Revision history for this message
mdavidsaver (mdavidsaver) wrote :

When say "closed connection" do you mean normal closure (FIN/ACK), abnormal closure (RST), and/or (ideally) timeout?

Lack of an application level timeout is a known issue with the logging protocol. Are you trying to address this too?

Revision history for this message
Dirk Zimoch (dirk.zimoch) wrote :

I don't know the TCP details. I tested with a local server (ncat) which I terminated and also with our two production servers (syslog-ng adnd logstash) where the firewall closes idle connections after one hour. In both cases I can now detect when the connection breaks. Before I always lost messages.

Which timeout scenario do you have in mind? send() hanging? How could I test that?

Revision history for this message
mdavidsaver (mdavidsaver) wrote :

I notice that the page you link states:

> DISCLAIMER: This is my interpretation of the RFCs (I have read all the TCP-related ones I could find), but I have not attempted to examine implementation source code or trace actual connections in order to verify it. I am satisfied that the logic is correct, though.

which makes me smile.

The situation you describe, with a "firewall" in between is actually fairly complicated. And opaque in that the firewall might be acting in different ways depending on how stateful and helpful it is (eg. whether one or both sides get RST).

What I understand about BSD sockets and TCP is that:

1. If the peer maintains the connection, but doesn't call recv() (at all, or not fast enough) then send() will eventually fill the Tx socket buffer FIFO and block until it becomes not full (by peer ACK on recv() ).

2. calling send() on a socket which has been closed (peer calls close()) while the TX FIFO is empty results in an immediate EPIPE.

Photo object pointing records:
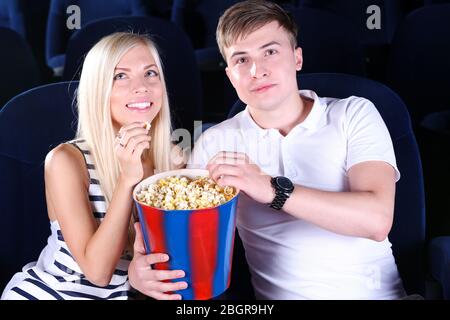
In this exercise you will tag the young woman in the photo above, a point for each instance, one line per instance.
(89, 180)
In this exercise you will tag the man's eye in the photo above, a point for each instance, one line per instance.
(119, 76)
(151, 73)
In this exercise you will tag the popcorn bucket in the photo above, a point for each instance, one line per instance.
(199, 242)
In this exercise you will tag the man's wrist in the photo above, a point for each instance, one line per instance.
(283, 188)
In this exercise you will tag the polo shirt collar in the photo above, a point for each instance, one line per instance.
(313, 121)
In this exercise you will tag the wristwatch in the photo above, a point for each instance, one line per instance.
(283, 188)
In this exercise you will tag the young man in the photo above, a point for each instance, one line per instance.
(317, 175)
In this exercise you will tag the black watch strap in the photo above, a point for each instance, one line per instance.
(283, 188)
(279, 200)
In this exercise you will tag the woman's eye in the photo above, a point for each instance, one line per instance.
(151, 73)
(241, 60)
(119, 76)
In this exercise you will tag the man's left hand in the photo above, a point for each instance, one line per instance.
(235, 169)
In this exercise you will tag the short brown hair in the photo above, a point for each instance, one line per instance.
(244, 17)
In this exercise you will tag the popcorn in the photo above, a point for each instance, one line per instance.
(183, 193)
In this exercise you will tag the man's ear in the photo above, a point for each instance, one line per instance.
(298, 59)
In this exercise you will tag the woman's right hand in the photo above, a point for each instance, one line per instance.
(149, 281)
(130, 143)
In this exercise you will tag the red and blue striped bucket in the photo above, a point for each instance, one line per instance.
(199, 242)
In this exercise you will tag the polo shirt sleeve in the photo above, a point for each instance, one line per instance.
(368, 138)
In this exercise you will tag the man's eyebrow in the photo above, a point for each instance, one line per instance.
(269, 44)
(128, 69)
(237, 53)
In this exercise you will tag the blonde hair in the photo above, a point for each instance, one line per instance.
(244, 17)
(94, 113)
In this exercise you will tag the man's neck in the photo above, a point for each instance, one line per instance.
(285, 117)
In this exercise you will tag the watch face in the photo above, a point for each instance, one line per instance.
(284, 183)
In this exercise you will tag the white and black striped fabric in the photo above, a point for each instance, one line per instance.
(56, 275)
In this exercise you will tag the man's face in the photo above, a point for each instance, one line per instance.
(262, 67)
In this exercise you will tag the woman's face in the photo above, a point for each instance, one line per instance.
(137, 92)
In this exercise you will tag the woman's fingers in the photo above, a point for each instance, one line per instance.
(129, 131)
(139, 247)
(163, 296)
(134, 142)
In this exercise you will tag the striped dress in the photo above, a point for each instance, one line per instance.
(56, 275)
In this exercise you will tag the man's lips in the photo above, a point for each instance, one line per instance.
(262, 88)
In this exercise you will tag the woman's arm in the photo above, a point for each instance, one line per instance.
(96, 249)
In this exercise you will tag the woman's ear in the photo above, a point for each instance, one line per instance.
(298, 59)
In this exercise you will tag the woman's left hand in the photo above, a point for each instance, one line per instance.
(130, 144)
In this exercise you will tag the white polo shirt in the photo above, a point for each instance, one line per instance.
(288, 257)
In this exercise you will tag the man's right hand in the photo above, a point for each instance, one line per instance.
(149, 281)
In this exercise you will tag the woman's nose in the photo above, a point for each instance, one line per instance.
(140, 85)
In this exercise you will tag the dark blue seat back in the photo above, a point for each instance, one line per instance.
(31, 124)
(178, 58)
(408, 231)
(329, 43)
(419, 64)
(11, 16)
(58, 32)
(360, 12)
(199, 19)
(19, 68)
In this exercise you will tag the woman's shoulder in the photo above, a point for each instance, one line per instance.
(64, 159)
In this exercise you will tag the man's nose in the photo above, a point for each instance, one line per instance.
(258, 69)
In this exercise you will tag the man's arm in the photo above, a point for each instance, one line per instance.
(364, 211)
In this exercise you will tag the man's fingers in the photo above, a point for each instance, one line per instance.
(218, 171)
(139, 246)
(222, 155)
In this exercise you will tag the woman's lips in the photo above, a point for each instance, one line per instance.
(139, 106)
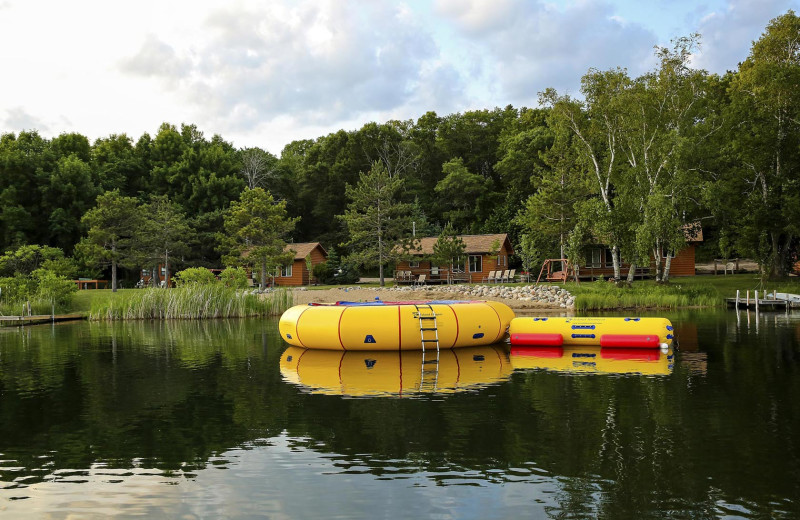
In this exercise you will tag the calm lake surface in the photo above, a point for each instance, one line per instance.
(222, 419)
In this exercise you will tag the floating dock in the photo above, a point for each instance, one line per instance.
(771, 301)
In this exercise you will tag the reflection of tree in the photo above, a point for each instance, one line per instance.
(173, 395)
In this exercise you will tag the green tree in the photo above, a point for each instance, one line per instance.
(448, 248)
(111, 224)
(378, 223)
(255, 230)
(162, 235)
(459, 191)
(528, 253)
(764, 115)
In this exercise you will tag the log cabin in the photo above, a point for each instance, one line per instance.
(482, 254)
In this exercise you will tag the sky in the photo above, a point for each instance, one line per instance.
(265, 73)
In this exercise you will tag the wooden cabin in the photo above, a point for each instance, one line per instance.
(482, 254)
(297, 273)
(146, 277)
(598, 259)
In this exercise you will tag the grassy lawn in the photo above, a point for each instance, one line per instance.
(690, 291)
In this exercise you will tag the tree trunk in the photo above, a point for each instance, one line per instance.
(113, 267)
(166, 268)
(615, 261)
(631, 273)
(380, 259)
(667, 264)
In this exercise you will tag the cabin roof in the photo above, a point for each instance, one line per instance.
(473, 244)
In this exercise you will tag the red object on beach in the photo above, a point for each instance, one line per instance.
(544, 352)
(537, 340)
(630, 340)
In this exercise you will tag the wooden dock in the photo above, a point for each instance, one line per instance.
(39, 318)
(766, 302)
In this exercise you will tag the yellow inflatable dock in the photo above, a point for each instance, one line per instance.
(380, 325)
(606, 332)
(394, 374)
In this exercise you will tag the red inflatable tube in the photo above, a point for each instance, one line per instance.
(544, 352)
(537, 340)
(630, 340)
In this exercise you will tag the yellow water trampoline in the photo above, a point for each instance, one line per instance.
(379, 325)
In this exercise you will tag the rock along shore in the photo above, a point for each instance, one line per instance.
(524, 297)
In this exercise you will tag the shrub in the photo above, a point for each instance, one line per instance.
(53, 288)
(195, 276)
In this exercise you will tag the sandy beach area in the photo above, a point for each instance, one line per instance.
(358, 294)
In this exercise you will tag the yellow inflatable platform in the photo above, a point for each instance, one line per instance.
(394, 374)
(607, 332)
(395, 325)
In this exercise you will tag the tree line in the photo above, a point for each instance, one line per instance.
(631, 163)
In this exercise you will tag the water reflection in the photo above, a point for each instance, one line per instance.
(594, 360)
(198, 419)
(397, 373)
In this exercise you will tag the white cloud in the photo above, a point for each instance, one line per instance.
(728, 34)
(529, 46)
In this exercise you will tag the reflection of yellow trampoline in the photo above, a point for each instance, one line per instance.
(396, 373)
(594, 360)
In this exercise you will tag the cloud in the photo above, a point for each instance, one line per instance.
(530, 46)
(728, 34)
(19, 118)
(316, 61)
(156, 59)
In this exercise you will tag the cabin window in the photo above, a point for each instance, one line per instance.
(609, 258)
(593, 259)
(475, 264)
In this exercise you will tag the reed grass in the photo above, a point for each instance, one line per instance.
(191, 303)
(602, 295)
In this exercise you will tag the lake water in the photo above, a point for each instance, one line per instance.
(221, 419)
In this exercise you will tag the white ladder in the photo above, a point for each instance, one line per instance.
(429, 336)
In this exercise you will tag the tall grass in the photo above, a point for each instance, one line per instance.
(602, 295)
(190, 302)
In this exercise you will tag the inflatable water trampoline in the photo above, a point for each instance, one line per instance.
(379, 325)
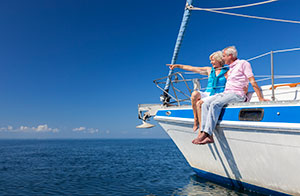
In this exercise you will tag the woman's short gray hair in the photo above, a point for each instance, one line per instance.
(218, 57)
(230, 50)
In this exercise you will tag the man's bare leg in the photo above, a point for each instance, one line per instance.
(198, 110)
(194, 98)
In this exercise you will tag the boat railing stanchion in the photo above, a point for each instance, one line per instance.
(272, 76)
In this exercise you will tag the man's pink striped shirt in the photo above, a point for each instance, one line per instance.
(238, 77)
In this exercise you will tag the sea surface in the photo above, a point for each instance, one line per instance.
(99, 167)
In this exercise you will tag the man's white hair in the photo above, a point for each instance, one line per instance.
(230, 50)
(218, 57)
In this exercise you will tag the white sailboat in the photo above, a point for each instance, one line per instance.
(257, 144)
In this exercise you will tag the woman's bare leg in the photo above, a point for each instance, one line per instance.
(199, 109)
(194, 98)
(198, 139)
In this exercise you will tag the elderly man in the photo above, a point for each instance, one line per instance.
(239, 75)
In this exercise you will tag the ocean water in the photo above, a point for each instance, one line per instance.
(99, 167)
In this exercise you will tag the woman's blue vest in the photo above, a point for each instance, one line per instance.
(216, 84)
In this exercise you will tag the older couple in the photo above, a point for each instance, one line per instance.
(207, 105)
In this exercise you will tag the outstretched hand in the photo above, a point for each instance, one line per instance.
(172, 66)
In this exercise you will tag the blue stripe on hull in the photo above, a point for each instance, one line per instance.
(234, 184)
(284, 114)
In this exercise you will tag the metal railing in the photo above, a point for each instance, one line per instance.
(182, 79)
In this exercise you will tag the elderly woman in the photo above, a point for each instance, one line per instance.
(216, 84)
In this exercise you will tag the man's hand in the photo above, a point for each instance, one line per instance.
(173, 66)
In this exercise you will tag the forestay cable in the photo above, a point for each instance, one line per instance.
(243, 6)
(243, 15)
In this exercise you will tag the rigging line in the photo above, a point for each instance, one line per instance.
(286, 50)
(243, 6)
(243, 15)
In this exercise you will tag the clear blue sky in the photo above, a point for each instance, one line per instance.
(78, 69)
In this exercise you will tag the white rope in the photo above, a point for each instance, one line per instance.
(286, 50)
(243, 6)
(245, 16)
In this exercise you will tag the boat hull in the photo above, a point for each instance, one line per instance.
(263, 156)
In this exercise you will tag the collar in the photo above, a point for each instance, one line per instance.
(233, 64)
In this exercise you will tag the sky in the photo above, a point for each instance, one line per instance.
(79, 69)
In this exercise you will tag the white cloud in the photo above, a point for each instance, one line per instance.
(22, 128)
(44, 128)
(86, 130)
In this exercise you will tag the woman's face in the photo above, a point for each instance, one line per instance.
(215, 63)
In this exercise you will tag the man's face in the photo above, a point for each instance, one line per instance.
(227, 58)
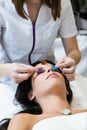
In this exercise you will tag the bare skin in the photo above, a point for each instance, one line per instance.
(53, 97)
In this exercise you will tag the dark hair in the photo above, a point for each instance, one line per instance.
(55, 6)
(32, 107)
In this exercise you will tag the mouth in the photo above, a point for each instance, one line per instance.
(52, 74)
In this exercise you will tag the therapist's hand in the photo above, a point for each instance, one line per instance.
(68, 67)
(19, 72)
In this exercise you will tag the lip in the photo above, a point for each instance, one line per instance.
(51, 74)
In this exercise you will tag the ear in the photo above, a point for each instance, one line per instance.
(31, 96)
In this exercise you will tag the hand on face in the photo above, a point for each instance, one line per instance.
(46, 80)
(68, 67)
(19, 72)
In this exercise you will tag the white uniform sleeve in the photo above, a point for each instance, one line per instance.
(68, 26)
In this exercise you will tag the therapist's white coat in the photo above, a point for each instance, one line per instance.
(16, 35)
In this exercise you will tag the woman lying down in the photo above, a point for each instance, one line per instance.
(46, 98)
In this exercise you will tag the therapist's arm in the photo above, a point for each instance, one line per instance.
(71, 48)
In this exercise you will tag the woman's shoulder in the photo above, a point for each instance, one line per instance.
(21, 121)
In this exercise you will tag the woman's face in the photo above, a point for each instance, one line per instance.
(48, 81)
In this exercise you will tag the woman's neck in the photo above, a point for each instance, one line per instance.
(33, 1)
(54, 104)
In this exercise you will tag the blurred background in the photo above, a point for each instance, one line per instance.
(80, 13)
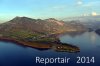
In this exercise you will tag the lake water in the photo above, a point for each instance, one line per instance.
(12, 54)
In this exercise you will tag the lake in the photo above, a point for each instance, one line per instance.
(13, 54)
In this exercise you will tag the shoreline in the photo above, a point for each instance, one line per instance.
(56, 46)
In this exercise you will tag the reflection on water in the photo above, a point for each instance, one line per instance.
(12, 54)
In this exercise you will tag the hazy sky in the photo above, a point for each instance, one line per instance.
(48, 8)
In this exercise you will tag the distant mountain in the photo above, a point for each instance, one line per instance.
(47, 26)
(91, 22)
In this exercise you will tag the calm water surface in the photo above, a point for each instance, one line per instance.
(12, 54)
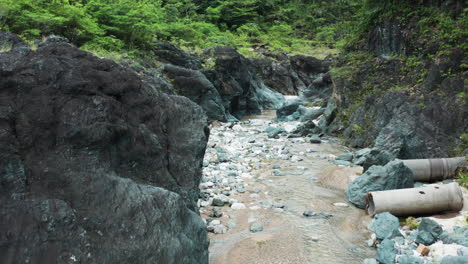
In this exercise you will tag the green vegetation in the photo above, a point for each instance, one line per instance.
(463, 179)
(132, 26)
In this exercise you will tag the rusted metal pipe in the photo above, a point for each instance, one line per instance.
(432, 170)
(431, 199)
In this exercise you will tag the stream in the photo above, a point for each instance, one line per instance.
(277, 180)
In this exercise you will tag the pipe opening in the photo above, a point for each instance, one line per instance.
(370, 206)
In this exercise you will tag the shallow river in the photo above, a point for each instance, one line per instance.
(313, 183)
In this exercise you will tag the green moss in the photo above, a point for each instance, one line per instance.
(463, 179)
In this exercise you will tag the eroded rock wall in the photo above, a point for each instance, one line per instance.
(95, 165)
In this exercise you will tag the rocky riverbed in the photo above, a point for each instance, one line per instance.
(268, 198)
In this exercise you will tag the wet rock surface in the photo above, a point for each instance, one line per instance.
(272, 181)
(394, 175)
(95, 166)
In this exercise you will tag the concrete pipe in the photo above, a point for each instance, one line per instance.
(416, 201)
(432, 170)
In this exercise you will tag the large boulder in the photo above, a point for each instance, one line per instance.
(195, 86)
(386, 252)
(459, 236)
(394, 175)
(279, 75)
(95, 165)
(370, 157)
(428, 232)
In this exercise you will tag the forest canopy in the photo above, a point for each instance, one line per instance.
(279, 25)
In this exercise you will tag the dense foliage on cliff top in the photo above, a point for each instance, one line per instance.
(117, 25)
(296, 26)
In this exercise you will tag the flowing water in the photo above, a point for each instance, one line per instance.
(313, 183)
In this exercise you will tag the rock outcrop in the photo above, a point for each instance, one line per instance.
(240, 88)
(295, 75)
(95, 165)
(394, 175)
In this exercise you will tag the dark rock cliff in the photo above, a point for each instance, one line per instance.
(226, 90)
(95, 165)
(412, 107)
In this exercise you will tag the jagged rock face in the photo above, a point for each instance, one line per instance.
(394, 175)
(229, 91)
(396, 122)
(240, 88)
(279, 75)
(195, 86)
(295, 75)
(422, 120)
(95, 166)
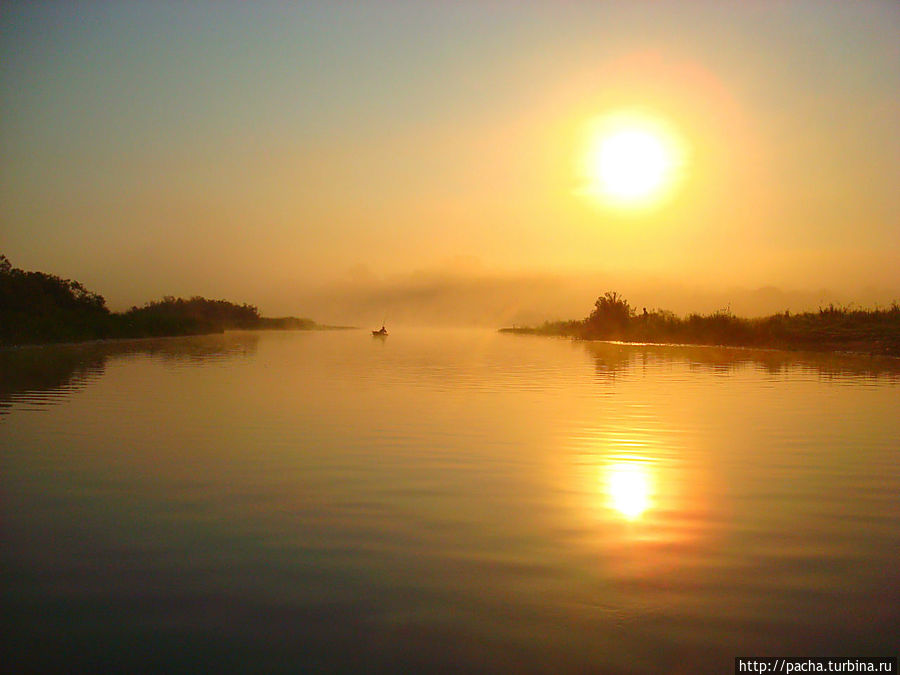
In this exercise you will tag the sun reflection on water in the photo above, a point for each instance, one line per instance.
(629, 488)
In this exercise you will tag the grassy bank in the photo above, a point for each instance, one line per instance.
(37, 308)
(870, 331)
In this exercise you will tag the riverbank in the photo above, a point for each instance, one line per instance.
(38, 308)
(830, 329)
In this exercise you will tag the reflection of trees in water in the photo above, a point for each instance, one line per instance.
(41, 374)
(611, 359)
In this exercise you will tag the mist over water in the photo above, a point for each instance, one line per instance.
(478, 297)
(443, 501)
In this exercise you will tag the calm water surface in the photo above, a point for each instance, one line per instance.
(444, 501)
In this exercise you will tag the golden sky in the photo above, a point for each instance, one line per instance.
(255, 151)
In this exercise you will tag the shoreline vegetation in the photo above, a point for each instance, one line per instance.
(39, 308)
(830, 329)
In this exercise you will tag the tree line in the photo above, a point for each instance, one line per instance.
(831, 328)
(36, 307)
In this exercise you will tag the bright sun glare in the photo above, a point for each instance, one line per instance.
(632, 160)
(629, 489)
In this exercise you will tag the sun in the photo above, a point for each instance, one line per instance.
(632, 160)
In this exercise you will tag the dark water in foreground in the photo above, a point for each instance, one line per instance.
(443, 501)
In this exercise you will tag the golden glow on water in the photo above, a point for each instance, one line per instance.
(629, 488)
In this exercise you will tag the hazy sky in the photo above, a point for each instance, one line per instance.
(256, 150)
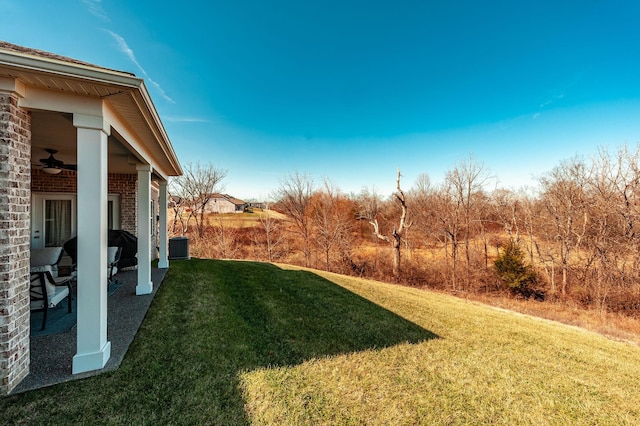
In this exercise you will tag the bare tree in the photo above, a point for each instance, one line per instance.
(465, 184)
(294, 198)
(195, 188)
(565, 202)
(225, 240)
(270, 236)
(369, 213)
(332, 220)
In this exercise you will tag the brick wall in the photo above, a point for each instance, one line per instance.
(15, 202)
(121, 184)
(125, 185)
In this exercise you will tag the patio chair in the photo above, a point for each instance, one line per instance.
(47, 290)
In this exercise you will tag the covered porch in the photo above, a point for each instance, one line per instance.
(125, 313)
(101, 127)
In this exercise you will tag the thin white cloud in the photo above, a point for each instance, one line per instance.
(186, 120)
(124, 48)
(95, 7)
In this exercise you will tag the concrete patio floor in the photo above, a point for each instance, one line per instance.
(52, 355)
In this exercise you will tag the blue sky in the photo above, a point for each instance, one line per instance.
(353, 90)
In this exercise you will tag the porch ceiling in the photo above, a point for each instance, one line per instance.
(125, 92)
(52, 130)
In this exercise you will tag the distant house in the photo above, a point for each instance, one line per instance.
(225, 203)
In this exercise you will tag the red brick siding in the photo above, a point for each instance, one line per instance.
(15, 203)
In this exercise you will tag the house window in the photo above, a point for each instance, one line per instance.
(57, 222)
(53, 218)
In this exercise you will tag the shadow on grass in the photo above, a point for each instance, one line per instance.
(245, 315)
(209, 322)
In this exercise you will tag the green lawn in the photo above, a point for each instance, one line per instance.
(249, 343)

Task details:
Continue the forum thread about detecting closed logging connections, picking up right after its last sentence.

Task result:
3. if a send() is in progress because the Tx FIFO is full (or probably when not empty), a peer close results in ECONNRESET.

4. if a the peer has shutdown(SHUT_RD), then send() will succeed until the Tx FIFO is full, then it will block as with #2. When the peer does close(), the send will return with EPIPE. (or probably ECONNRESET if some data was sent, but not ACK'd before the FIN).

5. if the peer simply stops responding, then send() will succeed until the Tx FIFO is full, then block waiting for an ACK which never comes.

So normal, or abnormal, termination of the TCP connection will break a send() immediately after RST or the FIN+ACK handshake completes. peer shutdown(SHUT_RD) or interruption of the network path will not break or error send().

I've just verified 1,2,3,4 on Linux with short python scripts. (I was surprised that #4 doesn't error) #5 I know from past experience.

So I don't think that calling recv() serves the purpose you intend. I think that SO_SNDTIMEO would be a better fit.

That said, the recv() might serve as one piece of a mechanism for a log server to detect condition #5 faster than SO_KEEPALIVE would (imo. SO_KEEPALIVE should also be set). Some extra protocol would be needed to allow a log server to detect this protocol feature.

Revision history for this message
Dirk Zimoch (dirk.zimoch) wrote :

4. Was the problem. send does not fail until some time later. But than messages are already lost.
So my fix is not to rely on send failing but on recv returning EOF.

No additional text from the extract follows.